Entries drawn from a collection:

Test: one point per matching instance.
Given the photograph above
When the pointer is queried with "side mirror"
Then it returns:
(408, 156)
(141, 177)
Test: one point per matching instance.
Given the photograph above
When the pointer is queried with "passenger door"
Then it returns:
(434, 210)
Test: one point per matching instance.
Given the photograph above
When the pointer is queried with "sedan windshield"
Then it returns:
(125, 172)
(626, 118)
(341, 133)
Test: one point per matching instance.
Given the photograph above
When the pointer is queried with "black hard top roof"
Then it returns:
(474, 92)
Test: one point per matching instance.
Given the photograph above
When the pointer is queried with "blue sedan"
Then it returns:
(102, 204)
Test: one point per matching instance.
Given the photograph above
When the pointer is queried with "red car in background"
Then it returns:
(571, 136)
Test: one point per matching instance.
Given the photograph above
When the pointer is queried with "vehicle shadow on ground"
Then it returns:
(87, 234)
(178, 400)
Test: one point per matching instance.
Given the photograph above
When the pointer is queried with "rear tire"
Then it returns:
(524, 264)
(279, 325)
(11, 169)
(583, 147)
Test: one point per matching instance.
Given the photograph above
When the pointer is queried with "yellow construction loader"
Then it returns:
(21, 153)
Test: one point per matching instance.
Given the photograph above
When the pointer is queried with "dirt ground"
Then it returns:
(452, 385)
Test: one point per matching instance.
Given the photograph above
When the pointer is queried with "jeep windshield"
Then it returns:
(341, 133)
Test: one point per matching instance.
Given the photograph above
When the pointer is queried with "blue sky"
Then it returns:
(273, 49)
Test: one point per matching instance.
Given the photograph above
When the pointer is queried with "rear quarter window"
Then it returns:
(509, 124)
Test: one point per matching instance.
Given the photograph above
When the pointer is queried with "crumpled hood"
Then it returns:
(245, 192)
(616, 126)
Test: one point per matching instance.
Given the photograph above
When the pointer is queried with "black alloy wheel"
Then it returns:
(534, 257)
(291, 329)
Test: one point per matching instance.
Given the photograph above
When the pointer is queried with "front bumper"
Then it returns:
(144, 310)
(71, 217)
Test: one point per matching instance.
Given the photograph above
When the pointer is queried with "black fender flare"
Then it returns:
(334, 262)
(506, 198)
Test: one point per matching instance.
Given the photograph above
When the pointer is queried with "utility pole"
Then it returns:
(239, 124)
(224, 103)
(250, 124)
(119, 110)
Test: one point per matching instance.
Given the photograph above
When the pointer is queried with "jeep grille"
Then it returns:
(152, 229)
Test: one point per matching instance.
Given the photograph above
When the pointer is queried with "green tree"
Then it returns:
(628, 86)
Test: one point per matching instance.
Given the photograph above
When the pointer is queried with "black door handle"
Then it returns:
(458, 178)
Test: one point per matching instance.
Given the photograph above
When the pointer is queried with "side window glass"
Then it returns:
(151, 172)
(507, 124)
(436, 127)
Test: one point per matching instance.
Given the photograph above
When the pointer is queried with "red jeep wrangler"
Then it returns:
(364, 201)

[DIRECTIONS FOR THIS TASK]: Count the lines in the records above that contain the word "windshield", and reply with only that number.

[RESPONSE TO THE EXERCISE]: 2